■ EXERCISE GOAL ■
Can you copy out the full personal story on autism, ADHD and identity, word for word?

Autism, ADHD & Identity

 


My Story

I am a late-diagnosed Autistic man with ADHD and Persistent Demand Avoidance. Before I knew this truth, I assumed I was “weird”. I didn’t need to assume it, people let me know. 

Every time I didn’t understand an unwritten social rule, or didn’t get other people’s weird hints because they were scared to say what was on their mind, or any time I expected total honesty from dishonest people, I realised they were running on a different operating system. 

This first understanding led me to believe my life would be pain after pain the longer I lived by “be yourself” and “Treat others how you want to be treated”, because that advice always backfired. So I stopped being real… 

People didn’t want to be treated how I did and they didn’t want me to be myself because I was “too much”, “too intense”, ““too random” and told “Can you please just act normal for ten minutes?” when I wanted to talk about things that were actually important or interesting. 

As a teenager, I blamed myself for everything and saw myself as the problem. Before I knew I was Autistic, I set myself on the misguided mission of “becoming whole” by mastering human interaction, charisma, and persuasion through extensive exposure therapy and testing socio-psychological concepts in the real world, both socially and professionally. 

I defied my therapist by getting the most neurotypical job in world to accelerate the process: Sales.

■ ENTRIES SHOWN ■
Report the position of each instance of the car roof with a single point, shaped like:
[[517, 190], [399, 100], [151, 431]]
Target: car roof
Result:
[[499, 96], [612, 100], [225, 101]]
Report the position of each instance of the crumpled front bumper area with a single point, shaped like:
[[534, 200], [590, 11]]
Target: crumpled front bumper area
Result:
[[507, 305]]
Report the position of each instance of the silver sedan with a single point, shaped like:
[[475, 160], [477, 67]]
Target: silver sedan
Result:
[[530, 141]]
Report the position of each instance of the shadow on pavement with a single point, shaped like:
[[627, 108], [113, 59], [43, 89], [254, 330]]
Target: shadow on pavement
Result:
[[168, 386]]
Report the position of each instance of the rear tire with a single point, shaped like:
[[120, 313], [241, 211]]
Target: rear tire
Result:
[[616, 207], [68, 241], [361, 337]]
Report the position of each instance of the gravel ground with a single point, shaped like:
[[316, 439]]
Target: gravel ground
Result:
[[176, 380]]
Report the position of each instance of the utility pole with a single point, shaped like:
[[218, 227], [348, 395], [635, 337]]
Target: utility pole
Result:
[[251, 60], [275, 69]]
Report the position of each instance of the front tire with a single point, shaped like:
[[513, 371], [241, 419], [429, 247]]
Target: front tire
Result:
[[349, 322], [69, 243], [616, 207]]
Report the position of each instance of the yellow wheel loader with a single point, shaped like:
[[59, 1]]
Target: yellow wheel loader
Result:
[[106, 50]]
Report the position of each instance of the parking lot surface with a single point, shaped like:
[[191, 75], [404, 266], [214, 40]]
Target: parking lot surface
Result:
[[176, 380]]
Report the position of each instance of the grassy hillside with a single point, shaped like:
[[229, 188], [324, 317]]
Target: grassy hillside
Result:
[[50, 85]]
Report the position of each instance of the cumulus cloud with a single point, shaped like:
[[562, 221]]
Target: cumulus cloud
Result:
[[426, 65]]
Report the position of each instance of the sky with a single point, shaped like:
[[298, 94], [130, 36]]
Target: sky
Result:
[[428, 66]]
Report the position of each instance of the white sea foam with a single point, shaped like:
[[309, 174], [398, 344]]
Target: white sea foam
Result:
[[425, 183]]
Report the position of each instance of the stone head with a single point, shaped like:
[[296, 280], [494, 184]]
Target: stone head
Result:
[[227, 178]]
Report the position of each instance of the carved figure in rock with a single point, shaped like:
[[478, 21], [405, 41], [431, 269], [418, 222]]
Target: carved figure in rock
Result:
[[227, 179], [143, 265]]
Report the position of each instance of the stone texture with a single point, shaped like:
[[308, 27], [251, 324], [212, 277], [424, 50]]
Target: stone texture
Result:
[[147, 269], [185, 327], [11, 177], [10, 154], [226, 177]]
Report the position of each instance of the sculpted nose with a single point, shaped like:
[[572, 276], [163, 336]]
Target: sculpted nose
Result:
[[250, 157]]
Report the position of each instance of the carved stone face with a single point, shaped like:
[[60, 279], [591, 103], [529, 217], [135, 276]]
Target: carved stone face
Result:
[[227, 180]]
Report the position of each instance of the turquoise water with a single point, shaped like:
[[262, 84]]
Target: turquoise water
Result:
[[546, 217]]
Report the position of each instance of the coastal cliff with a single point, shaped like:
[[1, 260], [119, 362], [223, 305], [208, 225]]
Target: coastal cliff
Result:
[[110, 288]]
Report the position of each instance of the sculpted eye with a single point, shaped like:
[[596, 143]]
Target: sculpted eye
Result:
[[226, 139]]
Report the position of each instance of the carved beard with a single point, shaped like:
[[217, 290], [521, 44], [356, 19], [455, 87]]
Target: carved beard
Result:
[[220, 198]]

■ RESPONSE ■
Autism, ADHD & Identity

 


My Story

I am a late-diagnosed Autistic man with ADHD and Persistent Demand Avoidance. Before I knew this truth, I assumed I was “weird”. I didn’t need to assume it, people let me know. 

Every time I didn’t understand an unwritten social rule, or didn’t get other people’s weird hints because they were scared to say what was on their mind, or any time I expected total honesty from dishonest people, I realised they were running on a different operating system. 

This first understanding led me to believe my life would be pain after pain the longer I lived by “be yourself” and “Treat others how you want to be treated”, because that advice always backfired. So I stopped being real… 

People didn’t want to be treated how I did and they didn’t want me to be myself because I was “too much”, “too intense”, ““too random” and told “Can you please just act normal for ten minutes?” when I wanted to talk about things that were actually important or interesting. 

As a teenager, I blamed myself for everything and saw myself as the problem. Before I knew I was Autistic, I set myself on the misguided mission of “becoming whole” by mastering human interaction, charisma, and persuasion through extensive exposure therapy and testing socio-psychological concepts in the real world, both socially and professionally. 

I defied my therapist by getting the most neurotypical job in world to accelerate the process: Sales.